● Fuente
——————
Un grupo de campesinos de San Francisco, Oriente antioqueño, decidió erradicar voluntariamente los cultivos de coca de sus veredas. Ese es su aporte a la construcción de paz, dicen, porque no quieren volver a vivir en medio de la guerra.
Por Juan Camilo Gallego Castro
Fotografías: Diego González y Juan Camilo Gallego Castro
La niebla huye despavorida apenas el sol nace justo sobre el río Magdalena. Arcesio López no lo ha visto esta mañana pero conoce de memoria la brizna amarilla que se entremezcla con las nubes, como si se tratara de una veta de luz que se sobrepone al gran valle que se difumina a lo lejos.
En las noches de Aquitania, un pueblo a 170 kilómetros de Medellín que fue camino y ruta comercial entre el río Magdalena y la capital de Antioquia en los siglos XIX y XX, las luces de los puertos sobre el río se divisan como estrellas en la noche oscura. En el día se pierden en la lejanía o se visten de blanco con el viento frío que sopla desde el páramo de Sonsón.
En lo profundo de una cañada Arcesio mira el cielo y luego seca el sudor de la frente con un poncho a rayas blancas y negras. Tiene una camiseta amarilla con el número once a su espalda y sobre él se lee Pocitos, el nombre de su vereda. Lo miro y sonríe, a grandes dientes.
—Esto era lo que quería, hermano.
——————
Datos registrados
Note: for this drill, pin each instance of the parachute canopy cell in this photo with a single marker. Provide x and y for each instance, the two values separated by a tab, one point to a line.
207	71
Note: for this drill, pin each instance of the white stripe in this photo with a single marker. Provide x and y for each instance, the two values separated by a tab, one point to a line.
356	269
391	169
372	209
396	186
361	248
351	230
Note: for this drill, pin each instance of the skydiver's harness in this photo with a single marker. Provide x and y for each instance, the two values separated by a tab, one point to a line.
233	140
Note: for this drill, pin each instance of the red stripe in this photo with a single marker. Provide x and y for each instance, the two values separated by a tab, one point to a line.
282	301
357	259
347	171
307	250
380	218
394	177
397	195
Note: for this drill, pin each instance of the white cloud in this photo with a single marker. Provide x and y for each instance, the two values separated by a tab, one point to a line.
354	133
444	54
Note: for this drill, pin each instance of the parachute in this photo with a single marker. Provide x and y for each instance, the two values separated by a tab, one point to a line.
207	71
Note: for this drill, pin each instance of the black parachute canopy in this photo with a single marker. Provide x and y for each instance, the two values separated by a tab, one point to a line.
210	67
——————
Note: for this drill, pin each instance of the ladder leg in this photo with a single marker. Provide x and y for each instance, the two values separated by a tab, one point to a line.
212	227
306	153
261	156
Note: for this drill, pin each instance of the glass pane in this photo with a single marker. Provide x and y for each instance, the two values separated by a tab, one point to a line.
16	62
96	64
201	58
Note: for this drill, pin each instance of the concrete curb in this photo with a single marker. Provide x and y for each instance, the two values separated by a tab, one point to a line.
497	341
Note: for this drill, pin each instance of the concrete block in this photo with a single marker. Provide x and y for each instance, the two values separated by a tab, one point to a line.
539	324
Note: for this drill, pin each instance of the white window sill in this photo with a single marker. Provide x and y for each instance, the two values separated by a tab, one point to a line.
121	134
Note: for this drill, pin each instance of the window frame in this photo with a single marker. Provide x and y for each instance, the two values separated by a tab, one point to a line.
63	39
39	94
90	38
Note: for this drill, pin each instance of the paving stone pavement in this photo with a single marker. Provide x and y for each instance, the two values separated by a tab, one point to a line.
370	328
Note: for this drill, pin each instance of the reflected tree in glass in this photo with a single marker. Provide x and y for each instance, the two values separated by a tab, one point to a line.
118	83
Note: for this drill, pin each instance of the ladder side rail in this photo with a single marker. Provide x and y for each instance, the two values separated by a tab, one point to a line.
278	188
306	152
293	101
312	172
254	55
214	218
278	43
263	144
——————
● Lo que se pide
**A)** Según la crónica, ¿a cuántos kilómetros de Medellín está Aquitania?
**B)** Devuelve sin cambios el fragmento de la crónica que empieza en "Por Juan Camilo" y termina en "páramo de Sonsón.".

● Soluciones
**A)** A 170 kilómetros.

**B)**
Por Juan Camilo Gallego Castro
Fotografías: Diego González y Juan Camilo Gallego Castro
La niebla huye despavorida apenas el sol nace justo sobre el río Magdalena. Arcesio López no lo ha visto esta mañana pero conoce de memoria la brizna amarilla que se entremezcla con las nubes, como si se tratara de una veta de luz que se sobrepone al gran valle que se difumina a lo lejos.
En las noches de Aquitania, un pueblo a 170 kilómetros de Medellín que fue camino y ruta comercial entre el río Magdalena y la capital de Antioquia en los siglos XIX y XX, las luces de los puertos sobre el río se divisan como estrellas en la noche oscura. En el día se pierden en la lejanía o se visten de blanco con el viento frío que sopla desde el páramo de Sonsón.